**WHAT IS REQUIRED**: Reformat the lines from the line containing "surface in the photo above." through the line containing "[[445, 189], [461, 328]]", both included, as a Markdown table with the columns Row and Line, and omit any blank lines.

**DATA EXTRACT**:
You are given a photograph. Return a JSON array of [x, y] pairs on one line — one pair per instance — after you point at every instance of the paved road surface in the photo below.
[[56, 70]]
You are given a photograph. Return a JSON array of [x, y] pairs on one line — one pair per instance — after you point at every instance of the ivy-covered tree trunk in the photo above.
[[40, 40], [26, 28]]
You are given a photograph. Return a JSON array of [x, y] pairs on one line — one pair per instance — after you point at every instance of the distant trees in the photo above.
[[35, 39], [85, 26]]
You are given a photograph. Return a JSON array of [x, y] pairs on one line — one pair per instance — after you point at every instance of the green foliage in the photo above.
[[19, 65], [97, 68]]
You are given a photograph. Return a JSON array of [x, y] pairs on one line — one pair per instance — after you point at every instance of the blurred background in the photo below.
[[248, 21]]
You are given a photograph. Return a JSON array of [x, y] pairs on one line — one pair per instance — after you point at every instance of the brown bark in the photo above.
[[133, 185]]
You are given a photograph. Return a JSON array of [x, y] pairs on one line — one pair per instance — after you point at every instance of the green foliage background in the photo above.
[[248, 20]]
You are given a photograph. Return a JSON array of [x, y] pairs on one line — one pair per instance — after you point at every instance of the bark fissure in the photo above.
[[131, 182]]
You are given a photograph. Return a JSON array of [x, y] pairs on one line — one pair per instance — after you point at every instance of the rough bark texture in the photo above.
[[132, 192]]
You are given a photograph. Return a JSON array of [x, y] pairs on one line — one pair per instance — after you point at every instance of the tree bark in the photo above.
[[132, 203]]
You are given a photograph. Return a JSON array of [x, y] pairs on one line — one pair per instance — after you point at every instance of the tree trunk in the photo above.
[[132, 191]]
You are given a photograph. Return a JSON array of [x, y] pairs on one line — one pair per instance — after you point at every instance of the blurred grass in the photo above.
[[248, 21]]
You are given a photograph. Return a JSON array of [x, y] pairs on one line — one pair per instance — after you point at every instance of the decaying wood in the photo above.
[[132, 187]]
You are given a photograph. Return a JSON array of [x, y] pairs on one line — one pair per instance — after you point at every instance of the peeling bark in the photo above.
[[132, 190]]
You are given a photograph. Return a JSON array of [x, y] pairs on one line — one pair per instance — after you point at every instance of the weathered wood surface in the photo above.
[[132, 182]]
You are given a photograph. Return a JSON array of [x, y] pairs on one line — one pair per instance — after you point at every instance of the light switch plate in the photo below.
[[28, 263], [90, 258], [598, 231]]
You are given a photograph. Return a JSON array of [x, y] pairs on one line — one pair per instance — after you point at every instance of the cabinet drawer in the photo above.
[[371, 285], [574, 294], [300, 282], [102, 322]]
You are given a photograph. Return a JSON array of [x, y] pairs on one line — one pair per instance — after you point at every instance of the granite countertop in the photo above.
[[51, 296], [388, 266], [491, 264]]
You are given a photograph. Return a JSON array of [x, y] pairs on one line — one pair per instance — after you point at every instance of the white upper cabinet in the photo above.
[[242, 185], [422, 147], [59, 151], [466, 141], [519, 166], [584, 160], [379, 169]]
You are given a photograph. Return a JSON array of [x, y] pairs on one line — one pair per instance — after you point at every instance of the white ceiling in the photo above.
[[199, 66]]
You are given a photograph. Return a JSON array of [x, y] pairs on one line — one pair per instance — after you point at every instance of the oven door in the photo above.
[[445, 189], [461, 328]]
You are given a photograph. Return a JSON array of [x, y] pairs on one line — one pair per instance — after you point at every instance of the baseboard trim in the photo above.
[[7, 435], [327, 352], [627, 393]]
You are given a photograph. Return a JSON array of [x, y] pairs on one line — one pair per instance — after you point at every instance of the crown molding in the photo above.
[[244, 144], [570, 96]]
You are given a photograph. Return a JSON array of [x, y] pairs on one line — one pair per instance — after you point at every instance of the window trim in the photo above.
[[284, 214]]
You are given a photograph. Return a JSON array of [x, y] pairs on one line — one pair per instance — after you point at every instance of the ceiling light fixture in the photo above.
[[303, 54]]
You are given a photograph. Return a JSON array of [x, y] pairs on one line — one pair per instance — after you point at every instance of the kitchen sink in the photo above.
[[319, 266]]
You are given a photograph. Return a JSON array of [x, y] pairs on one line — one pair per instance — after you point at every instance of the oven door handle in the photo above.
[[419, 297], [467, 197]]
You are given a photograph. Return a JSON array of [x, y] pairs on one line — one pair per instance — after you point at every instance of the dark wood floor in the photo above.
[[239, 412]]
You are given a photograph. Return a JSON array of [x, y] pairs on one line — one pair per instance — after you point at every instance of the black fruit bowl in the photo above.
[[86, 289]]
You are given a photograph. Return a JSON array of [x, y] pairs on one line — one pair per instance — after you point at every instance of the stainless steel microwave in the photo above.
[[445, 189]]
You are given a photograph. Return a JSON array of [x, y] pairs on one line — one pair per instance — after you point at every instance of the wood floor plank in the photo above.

**CORRECT ANSWER**:
| Row | Line |
|---|---|
| 1 | You are given a photograph. Return a JSON array of [x, y] pairs on one line — one pair per instance — after you point at every instance of the weathered wood surface in the photo above. |
| 2 | [[132, 182]] |
| 3 | You are given a photograph. Return a JSON array of [x, y] pairs on one line — one pair per instance — after you point at every instance of the light switch plate in the photo below. |
| 4 | [[28, 263], [90, 258], [598, 231]] |
| 5 | You are given a photograph. Return a JSON array of [x, y] pairs on one line — one pair per instance — after you point at every instance of the cabinet drawer in the photo above. |
| 6 | [[371, 285], [574, 294], [300, 282], [102, 322]] |
| 7 | You are given a photograph. Return a JSON array of [x, y] pairs on one line — one pair per instance — after you point at every instance of the granite countertop in the photo above. |
| 8 | [[51, 296], [388, 266], [491, 264]] |
| 9 | You are given a photograph. Return a JSON array of [x, y] pairs on one line — one pair per instance — after you point at every instance of the white upper cabinet in the photo above. |
| 10 | [[242, 185], [422, 147], [59, 151], [466, 141], [519, 166], [584, 160], [379, 169]] |
| 11 | You are given a photograph. Return a JSON array of [x, y] pairs on one line — one pair per instance — after you point at every instance of the white ceiling in the photo above. |
| 12 | [[199, 66]] |
| 13 | You are given a photograph. Return a JSON array of [x, y] pairs on one line — one pair per instance — after you point at every instance of the oven door in the photo above. |
| 14 | [[445, 189], [461, 328]] |